_Opdrachtomschrijving_. Ga verder met het debatfragment hieronder over VLIF-steun voor een stroblazer en sluit aan op de laatste zin.

_Aangeleverde tekst_.
.....

Uit de eerste oproepen onder het nieuwe GLB kunnen we afleiden dat vanuit de sector versterkte interesse bestaat voor de meest duurzame investeringen. Wanneer de vraag naar VLIF-subsidie groter is dan het beschikbare budget, verkleint dus de kans op selectie van investeringsaanvragen voor het laagste steunpercentage van 15 procent. De investeringen die u aanhaalde in uw vraag, zitten echter allemaal in die hogere steuncategorie.
De voorzitter
De heer Coel heeft het woord.
Arnout Coel (N-VA)
Dank u, minister, voor uw omstandig antwoord. Het was niet echt een heel politieke vraag. Ik wou zeker niet betwisten dat er heel wat inspanningen en middelen gaan naar de verduurzaming. Wat mij vanop het terrein gesignaleerd werd na die documentaire, was dat er heel wat landbouwers willen inzetten op het gebruik van stalmest, en daarvoor dieren op stro moeten hebben of collega’s waarvan ze de mest mogen gebruiken. Een van de dingen die in aanmerking komen voor subsidies, is een stroblazer. Dat zit, denk ik, wel in de categorie van 15 procent. Die mensen hadden een heel dossier gemaakt om dat als een van de goede praktijken wat hoger op de schaal te krijgen. Ze zijn daarvoor, denk ik, ook bij u op het kabinet geweest, maar het heeft het niet gehaald, alleszins niet in de eerste aanpassing van de blokperiode die erop gevolgd is.
Het gebruik van stalmest is toch een van de goede praktijken die we moeten bevorderen. De vraag is of die stroblazer bij een volgende blokperiode eventueel in aanmerking zou kunnen komen voor een hogere steuncategorie, omdat op het terrein toch enigszins de perceptie leeft – en u hebt ze bevestigd – dat, als er een tekort is, als de enveloppe volledig benut is, het de hogere categorieën zijn die steun krijgen. Dat is ergens logisch, maar daardoor vallen de kleintjes ertussenuit en dat is jammer.

.....

_Gegevensblok_.
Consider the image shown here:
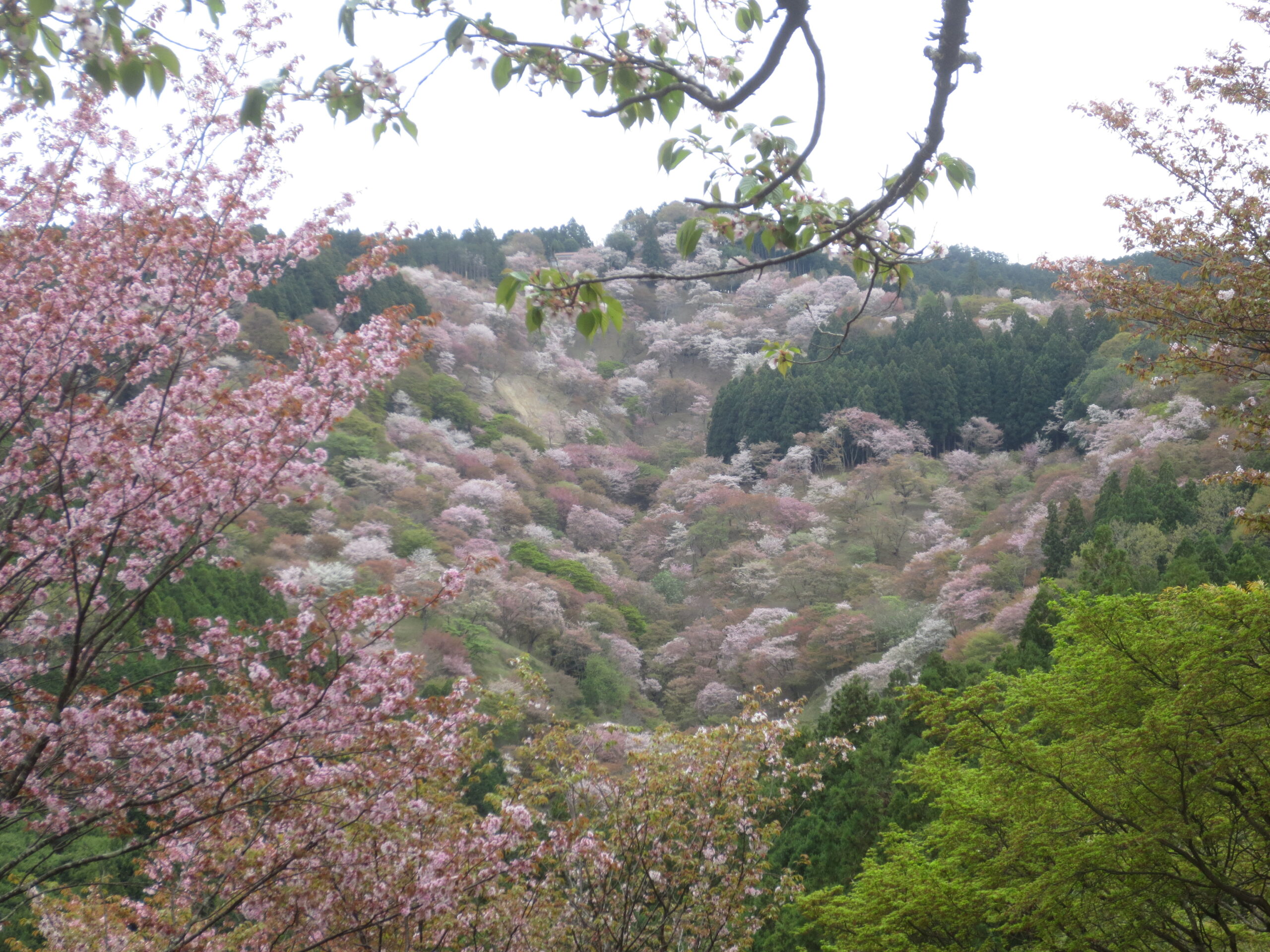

.....

_Antwoord oefening_.
De voorzitter
De heer Pieters heeft het woord.
Leo Pieters (Vlaams Belang)
Ik heb een heel korte vraag.
De collega had het over de 4J’s. Een ervan hangt samen met de kalenderlandbouw. In welke mate gebeuren er nog besprekingen op Europees vlak daarover? In welke mate kan dat doorgang vinden of gaan wij accepteren dat dit hier gebeurt?
De voorzitter
Minister Brouns heeft het woord.
Minister Jo Brouns
Ik ontwaar in uw pleidooi een gezamenlijke vraag aan deze of aan de volgende regering voor extra middelen zodat we ook die kleintjes kunnen meenemen. Wat de stalmest betreft: dat is, denk ik, voorzien in de ecoregeling.
De kalenderlandbouw is inderdaad ook deel van het landbouwakkoord. Diegenen die dat hebben gevolgd, weten dat. Het gaat uit van het vertrouwen in de landbouwer, er wordt meer marge gegeven in functie van de klimatologische omstandigheden. Het is niet logisch dat je mest moet uitrijden of moet inzaaien wanneer je akker onder water staat.
Ik denk dat de nodige aanpassingen zullen gebeuren om meer ruimte en vertrouwen te geven aan de landbouwer in functie van zijn bedrijfsvoering, veeleer dan in functie van een te strakke kalender.
De voorzitter
De heer Coel heeft het woord.
Arnout Coel (N-VA)
Minister, ik kan u geruststellen. Ik ben 100 procent voor extra middelen voor verduurzaming van de landbouw. Dat is belangrijk. Het hoeft ook niet altijd naar grote technologische innovaties te gaan; het kan ook gaan naar het stimuleren van goede praktijken of het toepassen van andere technieken die daarom niet heel veel geld moeten kosten, maar die vooral een mentale shift van akkerbouwers vereisen. Het kan ook gaan over opleiding en toeleiding naar goede praktijken.
Wat betreft de kalenderlandbouw: ik denk dat er in het landbouwakkoord dat nu gesloten is, een aantal engagementen zijn aangegaan. Het werkt natuurlijk in twee richtingen, collega Pieters. Sinds 15 februari mogen onze landbouwers weer mest uitrijden. Maar ja, de akkers waren te nat. Ik heb nu niemand horen zeggen dat die datum te vroeg viel volgens de kalenderlandbouw. Maar als het een einddatum op het einde van het jaar betreft, ja, dan hoor je daar wel mensen over. Maar bon, ik ben blij dat in het landbouwakkoord tussen de regering en de landbouworganisaties pragmatische engagementen zijn aangegaan.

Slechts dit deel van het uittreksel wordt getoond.